>> Begin Given data
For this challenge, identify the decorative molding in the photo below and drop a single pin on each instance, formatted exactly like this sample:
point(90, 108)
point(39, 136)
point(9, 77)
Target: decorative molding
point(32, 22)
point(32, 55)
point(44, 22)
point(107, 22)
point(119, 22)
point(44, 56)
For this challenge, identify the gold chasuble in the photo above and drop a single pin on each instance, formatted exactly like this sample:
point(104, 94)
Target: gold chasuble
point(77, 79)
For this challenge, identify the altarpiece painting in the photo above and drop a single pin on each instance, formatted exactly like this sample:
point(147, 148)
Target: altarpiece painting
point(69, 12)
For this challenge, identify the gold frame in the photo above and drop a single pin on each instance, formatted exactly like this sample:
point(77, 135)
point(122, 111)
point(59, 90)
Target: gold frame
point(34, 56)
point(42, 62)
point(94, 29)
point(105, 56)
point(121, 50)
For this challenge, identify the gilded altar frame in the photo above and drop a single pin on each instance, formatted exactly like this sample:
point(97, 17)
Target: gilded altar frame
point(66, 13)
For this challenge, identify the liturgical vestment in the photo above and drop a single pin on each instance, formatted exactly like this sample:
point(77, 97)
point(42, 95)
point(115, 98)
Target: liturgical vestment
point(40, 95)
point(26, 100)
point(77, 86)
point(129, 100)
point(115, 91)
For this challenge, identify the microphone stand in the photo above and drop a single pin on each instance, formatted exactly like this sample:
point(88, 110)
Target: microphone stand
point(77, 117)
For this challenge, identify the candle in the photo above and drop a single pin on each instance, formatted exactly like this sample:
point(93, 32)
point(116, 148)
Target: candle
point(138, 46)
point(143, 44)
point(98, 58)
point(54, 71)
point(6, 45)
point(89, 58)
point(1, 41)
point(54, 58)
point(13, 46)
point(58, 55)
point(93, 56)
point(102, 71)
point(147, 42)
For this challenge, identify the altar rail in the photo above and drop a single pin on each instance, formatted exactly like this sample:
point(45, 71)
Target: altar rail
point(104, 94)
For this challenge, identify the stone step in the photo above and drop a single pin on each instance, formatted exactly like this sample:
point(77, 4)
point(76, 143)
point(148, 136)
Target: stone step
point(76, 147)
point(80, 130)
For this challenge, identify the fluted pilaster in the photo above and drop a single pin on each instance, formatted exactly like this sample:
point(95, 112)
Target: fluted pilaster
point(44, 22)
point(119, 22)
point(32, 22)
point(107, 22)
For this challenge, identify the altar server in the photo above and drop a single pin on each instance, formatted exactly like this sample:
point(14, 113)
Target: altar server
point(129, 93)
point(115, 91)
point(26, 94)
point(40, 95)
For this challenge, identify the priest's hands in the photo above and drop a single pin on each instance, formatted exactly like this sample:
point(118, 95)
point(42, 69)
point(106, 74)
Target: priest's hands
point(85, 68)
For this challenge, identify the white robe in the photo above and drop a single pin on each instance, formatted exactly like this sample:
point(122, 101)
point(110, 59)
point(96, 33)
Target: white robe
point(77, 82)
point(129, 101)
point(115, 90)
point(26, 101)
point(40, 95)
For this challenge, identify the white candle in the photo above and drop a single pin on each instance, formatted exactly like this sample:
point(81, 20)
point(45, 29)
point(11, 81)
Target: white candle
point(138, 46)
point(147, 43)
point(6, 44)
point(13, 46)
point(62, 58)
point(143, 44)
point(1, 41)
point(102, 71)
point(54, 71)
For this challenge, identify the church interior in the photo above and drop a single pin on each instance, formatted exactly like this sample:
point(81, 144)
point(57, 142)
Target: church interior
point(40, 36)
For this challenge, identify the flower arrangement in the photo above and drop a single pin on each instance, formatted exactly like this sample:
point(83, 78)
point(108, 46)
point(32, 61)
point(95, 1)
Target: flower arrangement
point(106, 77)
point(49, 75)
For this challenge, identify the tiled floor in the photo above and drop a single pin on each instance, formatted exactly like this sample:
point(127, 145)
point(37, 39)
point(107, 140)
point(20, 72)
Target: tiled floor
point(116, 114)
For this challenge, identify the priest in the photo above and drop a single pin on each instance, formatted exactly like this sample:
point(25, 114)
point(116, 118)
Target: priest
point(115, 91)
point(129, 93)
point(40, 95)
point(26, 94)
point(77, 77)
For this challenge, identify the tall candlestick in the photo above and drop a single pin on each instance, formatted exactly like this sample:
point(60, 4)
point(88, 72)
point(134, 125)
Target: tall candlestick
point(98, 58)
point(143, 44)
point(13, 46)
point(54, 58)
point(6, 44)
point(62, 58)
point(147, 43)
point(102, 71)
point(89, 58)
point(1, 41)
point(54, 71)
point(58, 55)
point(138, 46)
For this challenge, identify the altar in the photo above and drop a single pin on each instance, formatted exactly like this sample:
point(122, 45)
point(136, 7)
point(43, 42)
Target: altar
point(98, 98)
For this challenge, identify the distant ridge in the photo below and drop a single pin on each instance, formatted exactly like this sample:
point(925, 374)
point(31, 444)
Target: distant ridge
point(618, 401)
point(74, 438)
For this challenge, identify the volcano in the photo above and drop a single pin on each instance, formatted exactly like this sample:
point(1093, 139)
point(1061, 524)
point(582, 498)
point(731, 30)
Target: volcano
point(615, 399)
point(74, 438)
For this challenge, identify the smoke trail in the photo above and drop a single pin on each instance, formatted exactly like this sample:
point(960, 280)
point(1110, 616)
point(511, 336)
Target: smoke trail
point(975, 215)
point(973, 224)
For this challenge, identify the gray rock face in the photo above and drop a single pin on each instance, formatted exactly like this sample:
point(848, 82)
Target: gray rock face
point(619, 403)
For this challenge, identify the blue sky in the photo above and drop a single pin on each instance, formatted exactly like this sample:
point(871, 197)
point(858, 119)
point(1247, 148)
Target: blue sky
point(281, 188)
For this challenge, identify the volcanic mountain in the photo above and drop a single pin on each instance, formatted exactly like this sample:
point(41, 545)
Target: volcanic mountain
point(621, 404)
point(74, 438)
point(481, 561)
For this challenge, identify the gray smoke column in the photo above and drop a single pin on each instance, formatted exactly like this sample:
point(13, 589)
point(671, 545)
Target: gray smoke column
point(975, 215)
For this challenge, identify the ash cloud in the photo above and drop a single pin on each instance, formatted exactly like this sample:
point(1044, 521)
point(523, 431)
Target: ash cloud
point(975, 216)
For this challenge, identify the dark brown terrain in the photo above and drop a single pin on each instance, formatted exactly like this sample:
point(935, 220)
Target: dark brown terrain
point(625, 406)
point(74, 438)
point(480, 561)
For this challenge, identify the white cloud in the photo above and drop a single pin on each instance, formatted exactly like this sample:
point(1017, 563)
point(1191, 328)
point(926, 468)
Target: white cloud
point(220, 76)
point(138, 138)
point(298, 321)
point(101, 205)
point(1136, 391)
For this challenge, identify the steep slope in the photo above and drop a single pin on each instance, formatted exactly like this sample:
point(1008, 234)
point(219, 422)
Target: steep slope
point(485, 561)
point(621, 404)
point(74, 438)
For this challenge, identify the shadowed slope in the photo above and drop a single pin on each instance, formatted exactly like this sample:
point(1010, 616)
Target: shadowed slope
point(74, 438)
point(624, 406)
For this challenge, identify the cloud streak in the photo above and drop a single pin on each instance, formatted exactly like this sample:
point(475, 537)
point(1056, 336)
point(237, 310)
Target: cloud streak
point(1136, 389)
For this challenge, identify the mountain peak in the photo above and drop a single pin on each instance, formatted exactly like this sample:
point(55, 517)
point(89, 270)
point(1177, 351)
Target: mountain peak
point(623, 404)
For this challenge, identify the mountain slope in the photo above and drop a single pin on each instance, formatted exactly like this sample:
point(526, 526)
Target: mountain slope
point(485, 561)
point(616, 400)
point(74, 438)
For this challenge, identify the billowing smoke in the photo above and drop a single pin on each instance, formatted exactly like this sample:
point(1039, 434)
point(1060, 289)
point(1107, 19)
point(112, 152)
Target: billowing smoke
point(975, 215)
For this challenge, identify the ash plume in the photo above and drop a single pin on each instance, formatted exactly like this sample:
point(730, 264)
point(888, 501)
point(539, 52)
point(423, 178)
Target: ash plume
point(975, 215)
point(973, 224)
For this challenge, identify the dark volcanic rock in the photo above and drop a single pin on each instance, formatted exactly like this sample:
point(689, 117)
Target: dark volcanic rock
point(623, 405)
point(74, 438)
>> End Given data
→ **Short problem**
From the records, please repeat the lines from the line with "For this challenge, identify the church" up to and including the line with "point(40, 36)", word for word.

→ **Answer to the exercise**
For this challenge, identify the church interior in the photo above and drop a single pin on each instance, formatted exactly like this sample:
point(81, 144)
point(57, 142)
Target: church interior
point(40, 36)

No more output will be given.